• THE TASK
Turn every line of the material below into a Markdown table with the columns Row and Line. Number the rows in order and omit blank lines.

• PROVIDED DATA
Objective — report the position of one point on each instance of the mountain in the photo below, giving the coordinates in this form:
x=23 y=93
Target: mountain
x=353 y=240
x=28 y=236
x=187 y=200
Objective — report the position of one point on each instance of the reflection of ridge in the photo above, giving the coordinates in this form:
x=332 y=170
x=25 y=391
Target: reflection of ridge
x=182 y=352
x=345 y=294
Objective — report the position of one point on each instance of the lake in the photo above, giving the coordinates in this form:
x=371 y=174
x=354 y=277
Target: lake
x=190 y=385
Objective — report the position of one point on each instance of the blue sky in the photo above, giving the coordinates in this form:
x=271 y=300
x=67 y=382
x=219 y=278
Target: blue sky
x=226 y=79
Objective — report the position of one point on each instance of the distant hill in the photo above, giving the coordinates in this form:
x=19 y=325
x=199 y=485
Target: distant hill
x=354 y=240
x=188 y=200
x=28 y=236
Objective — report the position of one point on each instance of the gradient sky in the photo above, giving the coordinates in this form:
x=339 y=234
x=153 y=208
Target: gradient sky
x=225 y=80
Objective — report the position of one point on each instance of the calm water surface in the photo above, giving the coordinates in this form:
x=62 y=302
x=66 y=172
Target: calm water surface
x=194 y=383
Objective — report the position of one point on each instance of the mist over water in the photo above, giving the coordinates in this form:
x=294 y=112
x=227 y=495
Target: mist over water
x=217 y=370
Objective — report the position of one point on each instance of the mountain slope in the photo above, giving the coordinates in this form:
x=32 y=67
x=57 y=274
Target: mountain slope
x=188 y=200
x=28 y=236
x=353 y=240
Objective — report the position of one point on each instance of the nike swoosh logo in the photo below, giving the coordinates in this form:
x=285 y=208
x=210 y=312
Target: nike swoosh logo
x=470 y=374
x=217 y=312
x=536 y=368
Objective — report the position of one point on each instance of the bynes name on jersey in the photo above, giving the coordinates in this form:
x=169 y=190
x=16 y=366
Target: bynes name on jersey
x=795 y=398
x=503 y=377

• SOLUTION FOR THIS EXERCISE
| Row | Line |
|---|---|
| 1 | Objective — report the position of one point on each instance of the mountain in the photo below, giving the coordinates in this form: |
| 2 | x=23 y=93 |
| 3 | Target: mountain |
| 4 | x=353 y=240 |
| 5 | x=28 y=236 |
| 6 | x=187 y=200 |
| 7 | Objective — report the position of one point on each instance of the reflection of ridge in the photo above, giving the coordinates in this form: |
| 8 | x=332 y=170 |
| 9 | x=25 y=391 |
| 10 | Target: reflection of ridge |
| 11 | x=182 y=352 |
| 12 | x=345 y=294 |
| 13 | Objective — report the position of one point on each instance of the lake in the photo above, giving the coordinates in this form: |
| 14 | x=371 y=174 |
| 15 | x=354 y=277 |
| 16 | Target: lake |
| 17 | x=190 y=385 |
| 18 | Objective — report the position of one point on each instance of the blue sky in the photo above, giving the coordinates in this form: |
| 19 | x=271 y=300 |
| 20 | x=67 y=382 |
| 21 | x=219 y=278 |
| 22 | Target: blue sky |
| 23 | x=226 y=79 |
| 24 | Objective — report the position of one point on each instance of the distant hill in the photo above, giving the coordinates in this form: |
| 25 | x=19 y=325 |
| 26 | x=199 y=485 |
| 27 | Target: distant hill |
| 28 | x=354 y=240 |
| 29 | x=188 y=200 |
| 30 | x=28 y=236 |
| 31 | Objective — report the position of one point on each instance of the gradient sky in the photo above, giving the coordinates in this form: |
| 32 | x=339 y=234 |
| 33 | x=153 y=208 |
| 34 | Target: gradient sky |
| 35 | x=225 y=80 |
| 36 | Objective — report the position of one point on each instance of the calm water surface in the photo above, giving the coordinates in this form: |
| 37 | x=62 y=302 |
| 38 | x=66 y=172 |
| 39 | Target: calm water surface |
| 40 | x=194 y=383 |
| 41 | Objective — report the position of one point on each instance of the mist over water in the photo above, giving the coordinates in this form: |
| 42 | x=294 y=112 |
| 43 | x=227 y=495 |
| 44 | Target: mist over water |
| 45 | x=217 y=370 |
| 46 | Objective — report the position of one point on each instance of the mountain slope in the photo above, giving the coordinates in this form: |
| 47 | x=32 y=67 |
| 48 | x=57 y=274 |
| 49 | Target: mountain slope |
| 50 | x=188 y=200 |
| 51 | x=28 y=236 |
| 52 | x=353 y=240 |
| 53 | Objective — report the position of one point on each instance of the nike swoosh logo in the photo below, giving the coordinates in this form: |
| 54 | x=285 y=208 |
| 55 | x=210 y=312 |
| 56 | Target: nike swoosh logo |
| 57 | x=470 y=374 |
| 58 | x=217 y=312 |
| 59 | x=536 y=368 |
| 60 | Objective — report the position of one point on each instance of the bynes name on jersey in the photo above, giving the coordinates in this form: |
| 61 | x=169 y=190 |
| 62 | x=16 y=366 |
| 63 | Target: bynes name on jersey |
| 64 | x=795 y=398 |
| 65 | x=503 y=377 |